PROVIDED PASSAGE
§
Training models interactively in Pytorch

Question

I need to train two models in parallel. Each model has a different activation function with trainable parameters. I want to train model one and model two in the way that the parameters of the activation function from model one (e.g., alpha1) is separated from the parameters in model two (e.g., alpha2) by a gap of 2; i.e., |alpha_1 - alpha_2| > 2. I wonder how I could include it into the loss function for training.

Szymon Maszke · Answer 1 · 2020-05-21T16:40:51.433

Example module definition

I will use torch.nn.PReLU as parametric activation you talk about. get_weight created for convenience.

import torch


class Module(torch.nn.Module):
    def __init__(self, in_features, out_features):
        super().__init__()
        self.input = torch.nn.Linear(in_features, 2 * in_features)
        self.activation = torch.nn.PReLU()
        self.output = torch.nn.Linear(2 * in_features, out_features)

    def get_weight(self):
        return self.activation.weight

    def forward(self, inputs):
        return self.output(self.activation(self.inputs(inputs)))
§
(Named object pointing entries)

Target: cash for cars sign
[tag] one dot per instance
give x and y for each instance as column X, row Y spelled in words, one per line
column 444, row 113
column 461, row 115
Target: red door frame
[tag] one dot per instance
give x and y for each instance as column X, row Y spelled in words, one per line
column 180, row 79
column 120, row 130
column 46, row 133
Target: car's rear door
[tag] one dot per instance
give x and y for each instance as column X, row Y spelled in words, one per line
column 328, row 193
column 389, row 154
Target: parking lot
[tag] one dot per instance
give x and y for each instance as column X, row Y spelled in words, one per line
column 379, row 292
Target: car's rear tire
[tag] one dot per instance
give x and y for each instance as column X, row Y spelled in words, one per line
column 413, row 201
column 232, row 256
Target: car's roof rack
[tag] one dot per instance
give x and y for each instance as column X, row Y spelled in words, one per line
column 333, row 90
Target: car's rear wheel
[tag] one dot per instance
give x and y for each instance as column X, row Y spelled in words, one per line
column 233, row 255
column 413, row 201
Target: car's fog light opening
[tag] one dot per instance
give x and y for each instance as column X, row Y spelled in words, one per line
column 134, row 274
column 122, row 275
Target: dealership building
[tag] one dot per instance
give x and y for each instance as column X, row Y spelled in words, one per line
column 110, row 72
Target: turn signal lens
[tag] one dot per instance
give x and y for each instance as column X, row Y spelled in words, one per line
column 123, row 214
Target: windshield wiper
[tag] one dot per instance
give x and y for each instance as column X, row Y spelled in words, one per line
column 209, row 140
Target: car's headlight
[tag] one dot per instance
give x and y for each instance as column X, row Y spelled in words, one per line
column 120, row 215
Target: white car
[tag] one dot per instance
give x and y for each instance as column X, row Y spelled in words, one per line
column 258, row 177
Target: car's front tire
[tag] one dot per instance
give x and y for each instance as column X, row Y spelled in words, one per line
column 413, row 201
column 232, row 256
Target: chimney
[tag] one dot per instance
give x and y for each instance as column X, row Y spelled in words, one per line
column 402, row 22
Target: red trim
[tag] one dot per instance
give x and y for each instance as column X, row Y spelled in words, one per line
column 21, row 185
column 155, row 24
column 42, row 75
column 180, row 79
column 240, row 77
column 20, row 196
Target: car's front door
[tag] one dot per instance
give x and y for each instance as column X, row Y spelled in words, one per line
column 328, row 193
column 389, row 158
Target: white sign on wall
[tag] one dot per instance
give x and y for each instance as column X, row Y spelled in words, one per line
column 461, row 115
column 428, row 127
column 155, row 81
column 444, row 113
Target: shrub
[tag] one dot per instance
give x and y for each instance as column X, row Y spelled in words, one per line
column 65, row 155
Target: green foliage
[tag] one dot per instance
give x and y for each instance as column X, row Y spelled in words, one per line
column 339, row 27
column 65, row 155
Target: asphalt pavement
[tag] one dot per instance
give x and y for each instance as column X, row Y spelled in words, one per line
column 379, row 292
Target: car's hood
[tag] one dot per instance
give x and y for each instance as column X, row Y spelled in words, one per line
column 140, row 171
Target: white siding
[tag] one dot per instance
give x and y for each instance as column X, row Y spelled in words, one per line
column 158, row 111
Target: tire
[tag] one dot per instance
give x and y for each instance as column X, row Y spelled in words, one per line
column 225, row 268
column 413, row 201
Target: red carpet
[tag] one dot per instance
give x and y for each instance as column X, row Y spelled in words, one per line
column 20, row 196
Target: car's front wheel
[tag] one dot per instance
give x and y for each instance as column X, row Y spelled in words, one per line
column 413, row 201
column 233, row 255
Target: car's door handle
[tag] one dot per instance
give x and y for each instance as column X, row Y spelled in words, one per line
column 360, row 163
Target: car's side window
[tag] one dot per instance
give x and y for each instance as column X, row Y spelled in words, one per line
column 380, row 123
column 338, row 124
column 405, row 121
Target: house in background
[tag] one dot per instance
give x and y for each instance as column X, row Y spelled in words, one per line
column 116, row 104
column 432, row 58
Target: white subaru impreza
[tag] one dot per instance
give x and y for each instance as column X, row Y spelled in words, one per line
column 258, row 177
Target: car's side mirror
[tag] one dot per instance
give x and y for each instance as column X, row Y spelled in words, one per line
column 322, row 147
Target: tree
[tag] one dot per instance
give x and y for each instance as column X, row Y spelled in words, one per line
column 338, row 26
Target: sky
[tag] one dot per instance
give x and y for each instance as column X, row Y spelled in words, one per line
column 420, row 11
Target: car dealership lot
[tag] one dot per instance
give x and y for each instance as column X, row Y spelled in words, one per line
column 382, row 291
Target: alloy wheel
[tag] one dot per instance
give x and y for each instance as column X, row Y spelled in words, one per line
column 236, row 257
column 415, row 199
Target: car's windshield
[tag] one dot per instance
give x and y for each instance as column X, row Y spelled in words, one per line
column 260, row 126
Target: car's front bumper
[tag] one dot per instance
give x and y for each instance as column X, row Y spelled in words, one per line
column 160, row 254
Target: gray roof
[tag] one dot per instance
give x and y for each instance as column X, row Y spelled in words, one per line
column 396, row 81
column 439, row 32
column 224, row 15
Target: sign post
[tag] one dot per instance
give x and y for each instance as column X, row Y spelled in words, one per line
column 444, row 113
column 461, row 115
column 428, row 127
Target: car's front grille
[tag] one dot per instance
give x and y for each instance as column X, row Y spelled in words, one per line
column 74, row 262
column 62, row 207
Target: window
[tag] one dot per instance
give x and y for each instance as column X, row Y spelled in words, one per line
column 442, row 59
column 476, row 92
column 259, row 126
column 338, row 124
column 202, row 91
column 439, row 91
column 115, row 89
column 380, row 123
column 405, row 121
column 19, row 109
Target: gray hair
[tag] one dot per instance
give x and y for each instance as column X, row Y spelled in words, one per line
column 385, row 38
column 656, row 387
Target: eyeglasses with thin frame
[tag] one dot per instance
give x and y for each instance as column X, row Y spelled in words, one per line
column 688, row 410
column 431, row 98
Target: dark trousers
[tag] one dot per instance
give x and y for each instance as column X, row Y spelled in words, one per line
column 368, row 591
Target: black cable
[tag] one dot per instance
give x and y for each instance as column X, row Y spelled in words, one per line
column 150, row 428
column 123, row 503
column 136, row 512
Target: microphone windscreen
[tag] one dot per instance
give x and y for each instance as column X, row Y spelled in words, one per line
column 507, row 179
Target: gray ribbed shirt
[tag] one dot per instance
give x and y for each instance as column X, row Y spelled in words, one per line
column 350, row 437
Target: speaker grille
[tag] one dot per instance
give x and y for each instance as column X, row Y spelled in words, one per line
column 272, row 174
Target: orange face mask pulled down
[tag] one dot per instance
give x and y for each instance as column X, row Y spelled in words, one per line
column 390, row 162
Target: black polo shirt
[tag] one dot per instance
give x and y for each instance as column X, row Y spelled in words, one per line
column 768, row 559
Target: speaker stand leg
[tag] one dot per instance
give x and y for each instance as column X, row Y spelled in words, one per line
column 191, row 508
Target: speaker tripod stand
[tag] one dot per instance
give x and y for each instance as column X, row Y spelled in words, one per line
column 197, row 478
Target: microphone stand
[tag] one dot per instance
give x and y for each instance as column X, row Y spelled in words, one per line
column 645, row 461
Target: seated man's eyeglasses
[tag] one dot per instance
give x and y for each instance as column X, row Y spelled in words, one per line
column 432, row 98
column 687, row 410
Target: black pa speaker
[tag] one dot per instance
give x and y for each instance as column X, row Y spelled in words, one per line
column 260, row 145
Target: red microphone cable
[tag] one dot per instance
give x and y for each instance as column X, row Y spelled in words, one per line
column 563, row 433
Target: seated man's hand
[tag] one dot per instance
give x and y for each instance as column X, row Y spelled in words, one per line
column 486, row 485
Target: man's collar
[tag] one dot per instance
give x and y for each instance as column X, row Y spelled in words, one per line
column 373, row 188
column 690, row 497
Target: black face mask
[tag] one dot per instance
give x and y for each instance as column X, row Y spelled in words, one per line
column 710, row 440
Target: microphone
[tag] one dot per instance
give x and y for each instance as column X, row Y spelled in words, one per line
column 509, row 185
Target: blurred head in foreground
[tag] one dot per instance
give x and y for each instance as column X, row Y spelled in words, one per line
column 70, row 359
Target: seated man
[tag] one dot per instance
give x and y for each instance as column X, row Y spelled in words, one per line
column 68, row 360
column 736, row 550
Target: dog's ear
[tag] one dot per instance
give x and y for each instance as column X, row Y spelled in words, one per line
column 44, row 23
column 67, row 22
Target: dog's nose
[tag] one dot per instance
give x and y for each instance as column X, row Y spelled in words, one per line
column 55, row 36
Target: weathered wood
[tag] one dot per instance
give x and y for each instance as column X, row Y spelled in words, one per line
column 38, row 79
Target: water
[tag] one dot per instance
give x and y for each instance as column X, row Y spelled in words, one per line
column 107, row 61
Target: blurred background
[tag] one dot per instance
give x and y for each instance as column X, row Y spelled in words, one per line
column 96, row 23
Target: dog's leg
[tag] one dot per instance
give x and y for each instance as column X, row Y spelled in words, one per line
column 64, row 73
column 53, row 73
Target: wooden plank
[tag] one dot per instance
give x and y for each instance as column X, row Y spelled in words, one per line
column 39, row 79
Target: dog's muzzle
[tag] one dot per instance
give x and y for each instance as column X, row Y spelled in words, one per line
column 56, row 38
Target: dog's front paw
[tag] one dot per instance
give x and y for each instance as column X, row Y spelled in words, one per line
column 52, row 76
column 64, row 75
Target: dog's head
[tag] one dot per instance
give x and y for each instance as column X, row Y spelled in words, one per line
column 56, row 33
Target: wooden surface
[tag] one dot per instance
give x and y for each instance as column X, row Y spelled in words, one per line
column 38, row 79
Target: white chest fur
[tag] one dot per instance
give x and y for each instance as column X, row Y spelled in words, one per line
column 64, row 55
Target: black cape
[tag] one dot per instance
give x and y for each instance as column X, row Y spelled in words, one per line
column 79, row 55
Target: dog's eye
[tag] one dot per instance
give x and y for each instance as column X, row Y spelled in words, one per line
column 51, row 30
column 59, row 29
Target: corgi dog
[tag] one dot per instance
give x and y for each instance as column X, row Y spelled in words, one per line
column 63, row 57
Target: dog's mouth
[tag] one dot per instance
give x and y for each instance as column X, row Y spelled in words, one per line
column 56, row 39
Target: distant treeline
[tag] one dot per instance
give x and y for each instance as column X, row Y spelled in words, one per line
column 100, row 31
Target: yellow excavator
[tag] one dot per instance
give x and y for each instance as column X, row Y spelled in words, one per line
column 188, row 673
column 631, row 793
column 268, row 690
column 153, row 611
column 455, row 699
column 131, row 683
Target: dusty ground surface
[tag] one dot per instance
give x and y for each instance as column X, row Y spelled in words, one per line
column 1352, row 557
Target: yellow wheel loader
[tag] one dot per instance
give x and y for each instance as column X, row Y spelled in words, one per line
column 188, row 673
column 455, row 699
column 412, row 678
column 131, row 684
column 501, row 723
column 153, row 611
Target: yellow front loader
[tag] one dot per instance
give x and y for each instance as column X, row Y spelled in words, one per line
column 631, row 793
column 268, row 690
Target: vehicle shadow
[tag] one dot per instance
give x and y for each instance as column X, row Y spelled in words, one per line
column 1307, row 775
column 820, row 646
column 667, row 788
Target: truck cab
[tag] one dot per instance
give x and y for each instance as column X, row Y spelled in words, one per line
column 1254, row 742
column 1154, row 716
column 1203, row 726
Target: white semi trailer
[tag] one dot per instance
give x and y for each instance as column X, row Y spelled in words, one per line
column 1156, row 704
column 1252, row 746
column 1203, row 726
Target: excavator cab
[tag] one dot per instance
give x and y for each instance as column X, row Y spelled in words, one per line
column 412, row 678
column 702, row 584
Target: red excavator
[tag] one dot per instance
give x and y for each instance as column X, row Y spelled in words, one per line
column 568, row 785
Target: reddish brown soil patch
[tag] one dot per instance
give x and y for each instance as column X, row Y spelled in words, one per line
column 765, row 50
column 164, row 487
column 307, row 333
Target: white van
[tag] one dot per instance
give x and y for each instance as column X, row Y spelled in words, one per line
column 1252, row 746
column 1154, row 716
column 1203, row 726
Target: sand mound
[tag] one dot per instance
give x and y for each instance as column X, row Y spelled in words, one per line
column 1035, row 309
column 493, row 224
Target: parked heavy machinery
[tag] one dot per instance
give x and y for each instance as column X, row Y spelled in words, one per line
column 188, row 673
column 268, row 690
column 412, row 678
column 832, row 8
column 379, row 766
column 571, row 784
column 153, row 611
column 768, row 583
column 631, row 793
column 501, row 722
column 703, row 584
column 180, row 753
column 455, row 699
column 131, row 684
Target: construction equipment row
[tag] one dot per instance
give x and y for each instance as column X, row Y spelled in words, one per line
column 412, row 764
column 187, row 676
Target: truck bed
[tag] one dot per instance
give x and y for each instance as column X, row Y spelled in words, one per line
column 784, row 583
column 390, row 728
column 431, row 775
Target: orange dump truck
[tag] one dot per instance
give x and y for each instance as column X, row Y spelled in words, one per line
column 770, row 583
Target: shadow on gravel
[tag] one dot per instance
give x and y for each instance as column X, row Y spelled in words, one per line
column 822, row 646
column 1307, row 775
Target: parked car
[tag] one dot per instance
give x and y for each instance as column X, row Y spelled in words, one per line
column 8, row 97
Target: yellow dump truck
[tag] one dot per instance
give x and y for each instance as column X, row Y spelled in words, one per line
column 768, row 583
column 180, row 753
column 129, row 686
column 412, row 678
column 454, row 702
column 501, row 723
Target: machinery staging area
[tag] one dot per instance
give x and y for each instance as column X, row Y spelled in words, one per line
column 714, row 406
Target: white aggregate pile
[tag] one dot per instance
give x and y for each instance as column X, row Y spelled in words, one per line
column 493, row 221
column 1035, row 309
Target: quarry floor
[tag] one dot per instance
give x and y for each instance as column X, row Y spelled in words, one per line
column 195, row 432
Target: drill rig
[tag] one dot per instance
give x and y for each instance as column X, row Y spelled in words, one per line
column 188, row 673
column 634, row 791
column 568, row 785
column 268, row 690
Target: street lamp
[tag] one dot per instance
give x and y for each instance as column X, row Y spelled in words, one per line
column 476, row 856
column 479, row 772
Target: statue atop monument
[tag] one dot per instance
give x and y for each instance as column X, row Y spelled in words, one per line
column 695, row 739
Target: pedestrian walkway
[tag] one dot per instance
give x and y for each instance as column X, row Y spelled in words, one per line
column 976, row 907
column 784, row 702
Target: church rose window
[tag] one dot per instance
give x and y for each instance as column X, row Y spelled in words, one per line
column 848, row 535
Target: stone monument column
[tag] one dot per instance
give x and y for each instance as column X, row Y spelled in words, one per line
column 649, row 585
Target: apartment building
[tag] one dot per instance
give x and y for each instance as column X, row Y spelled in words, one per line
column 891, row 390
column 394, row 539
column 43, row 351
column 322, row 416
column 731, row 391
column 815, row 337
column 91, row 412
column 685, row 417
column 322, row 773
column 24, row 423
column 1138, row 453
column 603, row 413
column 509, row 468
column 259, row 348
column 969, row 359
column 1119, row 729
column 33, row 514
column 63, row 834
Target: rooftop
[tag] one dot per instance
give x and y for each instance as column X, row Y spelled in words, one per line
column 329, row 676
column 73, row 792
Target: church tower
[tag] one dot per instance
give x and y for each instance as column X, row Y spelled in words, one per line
§
WHAT TO PRODUCE
Extend the PyTorch training thread, starting right after its last line of code.

SOLVED EXERCISE
Modules and setup

Here I'm using one optimizer to optimize parameters of both modules you talk about. criterion can be mean squared error, cross entropy or any other thing you need.

module1 = Module(20, 1)
module2 = Module(20, 1)

optimizer = torch.optim.Adam(
    itertools.chain(module1.parameters(), module2.parameters())
)
critertion = ...

Training

Here is a single step, you should pack it in a for-loop over your data as is usually done, hopefully it's enough for you to get the idea:

inputs = ...
targets = ...

output1 = module1(inputs)
output2 = module2(inputs)

loss1 = criterion(output1, targets)
loss2 = criterion(output2, targets)

total_loss = loss1 + loss2
total_loss += torch.nn.functional.relu(
    2 - torch.abs(module1.get_weight() - module2.get_weight()).sum()
)
total_loss.backward()

optimizer.step()

This line is what you are after in this case:

total_loss += torch.nn.functional.relu(
    2 - torch.abs(module1.get_weight() - module2.get_weight()).sum()
)

relu is used so the network won't reap infinite benefit solely from creating divergent weights. If there wasn't one, loss would become negative the greater the difference between weights would be. In this case the bigger the difference the better, but it makes no difference after the gap is greater or equal to 2.

You may have to increase 2 to 2.1 or something if you have to pass the threshold of 2 as the incentive to optimize the value when it's close to 2.0 would be small.

Edit

Without explicitly given threshold it might be hard, but maybe something like this would work:

total_loss = (
    (torch.abs(module1) + torch.abs(module2)).sum()
    + (1 / torch.abs(module1) + 1 / torch.abs(module2)).sum()
    - torch.abs(module1 - module2).sum()
)

It's kinda hackish for the network, but might be worth a try (if you apply additional L2 regularization).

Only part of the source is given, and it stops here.